— start —

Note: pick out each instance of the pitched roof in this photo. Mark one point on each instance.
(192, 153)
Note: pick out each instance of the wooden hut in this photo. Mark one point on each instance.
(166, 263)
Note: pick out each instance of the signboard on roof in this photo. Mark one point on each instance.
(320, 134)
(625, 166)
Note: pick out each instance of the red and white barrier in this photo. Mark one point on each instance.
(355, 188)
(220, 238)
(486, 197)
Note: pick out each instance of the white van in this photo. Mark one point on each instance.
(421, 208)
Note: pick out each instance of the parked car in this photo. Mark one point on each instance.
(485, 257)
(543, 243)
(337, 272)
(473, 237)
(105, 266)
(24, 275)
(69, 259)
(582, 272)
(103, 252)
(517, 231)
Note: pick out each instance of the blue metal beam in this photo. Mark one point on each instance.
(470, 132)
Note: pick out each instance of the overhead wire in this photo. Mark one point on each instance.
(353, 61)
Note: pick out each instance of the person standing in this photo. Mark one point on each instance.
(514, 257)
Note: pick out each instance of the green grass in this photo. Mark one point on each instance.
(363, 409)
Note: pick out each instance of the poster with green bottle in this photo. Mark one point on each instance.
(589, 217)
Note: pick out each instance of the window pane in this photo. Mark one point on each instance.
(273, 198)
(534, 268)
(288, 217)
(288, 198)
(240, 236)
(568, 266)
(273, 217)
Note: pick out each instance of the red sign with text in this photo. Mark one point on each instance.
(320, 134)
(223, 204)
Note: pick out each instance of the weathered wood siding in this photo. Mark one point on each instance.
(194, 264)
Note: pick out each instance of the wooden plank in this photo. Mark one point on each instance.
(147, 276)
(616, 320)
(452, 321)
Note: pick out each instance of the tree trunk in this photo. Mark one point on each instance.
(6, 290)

— end —

*TASK DESCRIPTION:* Rewrite the material starting at the line that contains "Note: pick out each instance of the tree" and ending at the end of the material, substituting "fallen log" for "tree trunk" and leaving everything else unchanged.

*COMPLETE OUTPUT:*
Note: pick out each instance of the fallen log in this photo. Mark one point on each instance.
(6, 290)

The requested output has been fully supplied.